__Required work__.
Nothing but a full, exact copy of the data is needed.

+---+

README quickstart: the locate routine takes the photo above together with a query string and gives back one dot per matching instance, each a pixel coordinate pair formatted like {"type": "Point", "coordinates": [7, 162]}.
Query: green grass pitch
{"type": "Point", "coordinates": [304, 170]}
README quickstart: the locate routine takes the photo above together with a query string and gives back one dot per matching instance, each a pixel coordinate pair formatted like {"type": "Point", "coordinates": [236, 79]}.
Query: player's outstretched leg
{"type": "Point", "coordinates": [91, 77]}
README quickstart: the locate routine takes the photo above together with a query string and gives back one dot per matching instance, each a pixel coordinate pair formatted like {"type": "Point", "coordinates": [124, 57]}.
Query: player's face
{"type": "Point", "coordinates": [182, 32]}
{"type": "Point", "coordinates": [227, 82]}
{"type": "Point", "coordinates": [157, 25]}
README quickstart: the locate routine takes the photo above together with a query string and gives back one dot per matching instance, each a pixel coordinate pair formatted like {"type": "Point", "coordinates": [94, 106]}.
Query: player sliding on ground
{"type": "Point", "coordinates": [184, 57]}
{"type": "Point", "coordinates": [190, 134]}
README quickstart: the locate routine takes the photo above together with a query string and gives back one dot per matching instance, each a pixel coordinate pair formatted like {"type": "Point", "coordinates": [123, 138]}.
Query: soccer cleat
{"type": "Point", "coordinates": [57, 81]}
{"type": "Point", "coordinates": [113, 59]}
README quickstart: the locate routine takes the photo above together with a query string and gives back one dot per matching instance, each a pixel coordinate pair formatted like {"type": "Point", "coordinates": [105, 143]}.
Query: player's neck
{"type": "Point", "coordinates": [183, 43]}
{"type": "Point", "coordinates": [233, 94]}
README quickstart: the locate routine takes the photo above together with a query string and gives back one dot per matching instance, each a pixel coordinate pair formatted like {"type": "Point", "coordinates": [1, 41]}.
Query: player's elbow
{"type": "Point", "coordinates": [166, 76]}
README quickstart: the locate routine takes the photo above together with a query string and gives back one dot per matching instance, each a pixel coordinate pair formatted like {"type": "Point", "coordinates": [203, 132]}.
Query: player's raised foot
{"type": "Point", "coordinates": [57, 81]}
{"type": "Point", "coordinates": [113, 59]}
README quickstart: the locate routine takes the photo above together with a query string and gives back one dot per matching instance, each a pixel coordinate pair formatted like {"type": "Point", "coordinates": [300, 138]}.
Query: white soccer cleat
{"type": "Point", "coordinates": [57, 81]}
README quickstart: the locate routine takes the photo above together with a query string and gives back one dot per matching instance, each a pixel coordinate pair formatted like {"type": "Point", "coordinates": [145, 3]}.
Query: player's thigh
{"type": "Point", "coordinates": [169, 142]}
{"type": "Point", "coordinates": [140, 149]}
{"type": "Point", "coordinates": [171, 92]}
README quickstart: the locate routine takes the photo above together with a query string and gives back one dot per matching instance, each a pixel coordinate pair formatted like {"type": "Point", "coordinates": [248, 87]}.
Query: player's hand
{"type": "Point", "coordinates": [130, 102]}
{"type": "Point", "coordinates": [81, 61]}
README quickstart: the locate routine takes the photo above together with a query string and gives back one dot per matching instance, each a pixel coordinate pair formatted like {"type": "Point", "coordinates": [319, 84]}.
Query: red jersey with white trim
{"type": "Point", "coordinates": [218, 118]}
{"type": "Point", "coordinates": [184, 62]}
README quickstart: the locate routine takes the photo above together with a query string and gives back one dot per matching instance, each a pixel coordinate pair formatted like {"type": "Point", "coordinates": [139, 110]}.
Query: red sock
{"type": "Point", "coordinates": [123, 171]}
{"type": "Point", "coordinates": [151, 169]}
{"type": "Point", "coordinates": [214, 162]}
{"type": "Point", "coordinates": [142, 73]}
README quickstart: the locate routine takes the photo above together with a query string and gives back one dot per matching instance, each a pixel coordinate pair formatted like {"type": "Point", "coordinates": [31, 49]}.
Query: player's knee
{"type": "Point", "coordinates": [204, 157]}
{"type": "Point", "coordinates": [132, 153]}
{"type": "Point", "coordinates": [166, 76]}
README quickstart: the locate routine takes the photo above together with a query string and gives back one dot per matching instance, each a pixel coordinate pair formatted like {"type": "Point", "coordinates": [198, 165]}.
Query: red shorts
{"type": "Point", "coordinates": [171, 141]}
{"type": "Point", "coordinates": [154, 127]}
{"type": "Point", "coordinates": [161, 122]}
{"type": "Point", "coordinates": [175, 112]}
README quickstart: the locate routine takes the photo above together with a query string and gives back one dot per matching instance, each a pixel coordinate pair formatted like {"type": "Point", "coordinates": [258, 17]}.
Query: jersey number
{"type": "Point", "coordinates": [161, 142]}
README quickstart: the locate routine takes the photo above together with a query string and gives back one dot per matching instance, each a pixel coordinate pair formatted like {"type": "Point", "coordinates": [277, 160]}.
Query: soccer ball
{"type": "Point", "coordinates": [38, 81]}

+---+

__Solution to the problem__.
README quickstart: the locate routine takes the photo above together with a query string and gives back one dot per matching instance, each a pixel coordinate pair formatted like {"type": "Point", "coordinates": [7, 162]}.
Query: green grass pitch
{"type": "Point", "coordinates": [304, 170]}
README quickstart: the locate routine takes the photo above together with a query string and gives back one dot per matching instance, each a pixel coordinate pair formatted like {"type": "Point", "coordinates": [236, 79]}.
Query: player's outstretched leg
{"type": "Point", "coordinates": [91, 77]}
README quickstart: the locate routine takes the photo above together with a query string and gives back one dot per matching instance, each a pixel coordinate pair formatted like {"type": "Point", "coordinates": [124, 57]}.
Query: player's face
{"type": "Point", "coordinates": [182, 32]}
{"type": "Point", "coordinates": [227, 82]}
{"type": "Point", "coordinates": [157, 25]}
README quickstart: the locate routine takes the photo above together with a query string and gives back one dot per matching instance, each a pixel coordinate pair formatted like {"type": "Point", "coordinates": [94, 106]}.
Query: player sliding on ground
{"type": "Point", "coordinates": [184, 57]}
{"type": "Point", "coordinates": [190, 134]}
README quickstart: the locate routine takes the photo above together with a query string and gives back one dot per matching instance, each a pixel coordinate pair formatted like {"type": "Point", "coordinates": [123, 138]}.
Query: soccer cleat
{"type": "Point", "coordinates": [57, 81]}
{"type": "Point", "coordinates": [113, 59]}
README quickstart: the locate routine takes the photo above together with a query string and gives back one dot per matching instance, each a pixel coordinate pair formatted like {"type": "Point", "coordinates": [105, 143]}.
Query: player's neck
{"type": "Point", "coordinates": [183, 43]}
{"type": "Point", "coordinates": [233, 94]}
README quickstart: the locate routine takes the photo above together with a query string and gives back one dot per matching instance, each a pixel coordinate pair formatted like {"type": "Point", "coordinates": [1, 41]}.
Query: player's elbow
{"type": "Point", "coordinates": [166, 76]}
README quickstart: the locate routine takes the photo above together with a query string and gives back one dot per matching instance, each a pixel coordinate pair formatted like {"type": "Point", "coordinates": [203, 132]}.
Query: player's raised foot
{"type": "Point", "coordinates": [57, 81]}
{"type": "Point", "coordinates": [113, 59]}
README quickstart: the locate routine takes the photo above together with a query string and gives back one dot per matching instance, each a pixel coordinate pair formatted like {"type": "Point", "coordinates": [300, 138]}.
Query: white soccer cleat
{"type": "Point", "coordinates": [57, 81]}
README quickstart: the locate routine takes the photo above together with a query string and gives back one dot per matching instance, each a pixel coordinate pair formatted like {"type": "Point", "coordinates": [145, 3]}.
Query: player's thigh
{"type": "Point", "coordinates": [169, 142]}
{"type": "Point", "coordinates": [140, 149]}
{"type": "Point", "coordinates": [171, 92]}
README quickstart: the locate routine takes the photo above together with a query string and gives back one dot per matching instance, each a pixel coordinate pair formatted like {"type": "Point", "coordinates": [248, 87]}.
Query: player's hand
{"type": "Point", "coordinates": [130, 102]}
{"type": "Point", "coordinates": [81, 61]}
README quickstart: the locate routine takes the photo above together with a query string and gives back one dot per matching instance, each a pixel coordinate pair formatted like {"type": "Point", "coordinates": [319, 84]}.
Query: red jersey with white trim
{"type": "Point", "coordinates": [218, 118]}
{"type": "Point", "coordinates": [184, 62]}
README quickstart: the locate routine takes the photo above together with a query string and gives back one dot per matching instance, each a pixel coordinate pair formatted like {"type": "Point", "coordinates": [139, 110]}.
Query: red sock
{"type": "Point", "coordinates": [123, 171]}
{"type": "Point", "coordinates": [151, 169]}
{"type": "Point", "coordinates": [214, 162]}
{"type": "Point", "coordinates": [142, 73]}
README quickstart: the locate routine takes the photo above together with a query string and gives back one dot per matching instance, each a pixel coordinate pair formatted like {"type": "Point", "coordinates": [31, 49]}.
Query: player's knee
{"type": "Point", "coordinates": [204, 157]}
{"type": "Point", "coordinates": [132, 153]}
{"type": "Point", "coordinates": [166, 76]}
README quickstart: the locate routine takes the photo above together with a query string and gives back one dot per matching instance, each a pixel coordinate pair formatted like {"type": "Point", "coordinates": [198, 165]}.
Query: red shorts
{"type": "Point", "coordinates": [171, 141]}
{"type": "Point", "coordinates": [154, 127]}
{"type": "Point", "coordinates": [161, 122]}
{"type": "Point", "coordinates": [175, 112]}
README quickstart: the locate routine takes the photo above together with a query string and gives back one dot per matching instance, each a pixel coordinate pair formatted like {"type": "Point", "coordinates": [258, 17]}.
Query: jersey number
{"type": "Point", "coordinates": [161, 142]}
README quickstart: the locate routine takes the photo above together with a query string and gives back one dot per matching instance, each a pixel coordinate pair formatted like {"type": "Point", "coordinates": [277, 160]}.
Query: soccer ball
{"type": "Point", "coordinates": [38, 81]}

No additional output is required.